◆ **Texto fornecido**
Dentro da loja, funcionários sem máscaras, sem luvas, numa aparente normalidade. Pergunto-me se não lhes passa pela cabeça o risco? Ou se passa, mas estão tão ameaçados que não podem sequer proteger-se...

Compras feitas, vim para casa, arrumei tudo. Eram 8h30 quando cheguei. Atirei-me para dentro da banheira, como se quisesse completar um processo de descontaminação. Ninguém escreve sobre isto, mas as máscaras boas (tenho dessas, embora poucas) são praticamente incompatíveis com óculos - embaciam-nos e além disso eles não encaixam bem no nariz, que está também tapado por um molde metálico da máscara. Conclusão: só se pode meter a máscara quando já não se precisa dos óculos para conduzir. Ou seja, lá se está a potenciar a contaminação da dita.

Entretanto, segui para o segundo pequeno almoço. Tinha comido apenas um iogurte de aromas às 7h10 e apetecia-me provar a baguete francesa. Cheguei da rua bastante confortável - talvez por ter resolvido um problema premente. Mas, lá está, consciente de que cada ida a uma loja é uma roleta russa: há uma bala (ou mais) bala no carregador da pistola e temos de apontá-la à cabeça e disparar. Isso ou não ter comida para os filhos...

◆ **Excertos das linhas**
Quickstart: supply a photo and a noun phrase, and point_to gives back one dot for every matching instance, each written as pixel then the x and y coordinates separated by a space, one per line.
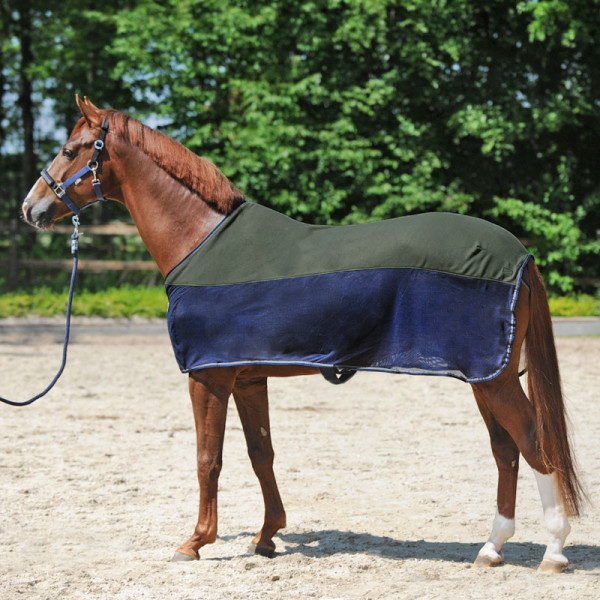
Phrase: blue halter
pixel 60 189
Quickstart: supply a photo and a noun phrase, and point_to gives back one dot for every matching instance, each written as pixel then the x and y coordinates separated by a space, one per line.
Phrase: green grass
pixel 125 301
pixel 151 302
pixel 580 305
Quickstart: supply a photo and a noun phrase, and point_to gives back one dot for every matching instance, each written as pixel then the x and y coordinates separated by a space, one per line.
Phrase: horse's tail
pixel 545 394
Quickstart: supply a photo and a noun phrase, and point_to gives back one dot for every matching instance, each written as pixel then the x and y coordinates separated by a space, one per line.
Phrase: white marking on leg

◆ **O que fazer**
Prossiga o relato sobre a ida às compras e o regresso a casa, a partir da última frase do texto fornecido.

◆ **Resposta à tarefa**
E no entanto cheguei animado. Era dia do pai e logo tive uma surpresa que me emocionou: o mais velho fez um postal e escreveu por ele e pela irmã. "Querido pai. Eu gosto muito quando me abraças"; já ela "Querido pai, eu amo-te muito". E o presente mais simples, a que se juntou a leitura de quadras, quase me arrancou lágrimas de felicidade e comoção. O amor é isto.

Por ser dia do pai, a minha querida mulher foi visitar o dela (rapidamente, como se aconselha e com distanciamento) e levou-lhe um pedaço do arroz doce que ontem a mais nova cozinhou comigo. Decidimos fazer assim a nossa partilha pelas três casas no dia do pai.

Enquanto ela não voltou senti sempre que a tinha mandado para a guerra. É uma incerteza incrível, esta que se vive.

Depois fui eu a casa do meu, também visita de médico, e nova constatação de que passaremos a vida a jogar roleta russa. "Preciso de pão", diz-me ele. E eu não levava máscara, porque ia só lá a casa e não estaria com mais ninguém (temos de doseá-las). Lá concordámos que ele iria à churrascaria que fica mesmo em baixo de casa dele, que lá havia pão. Mas que iria de luvas e máscara. E saí de lá a pensar que estava a colocá-lo em situação de risco, logo depois de lhe dizer a toda a hora que não pode sair.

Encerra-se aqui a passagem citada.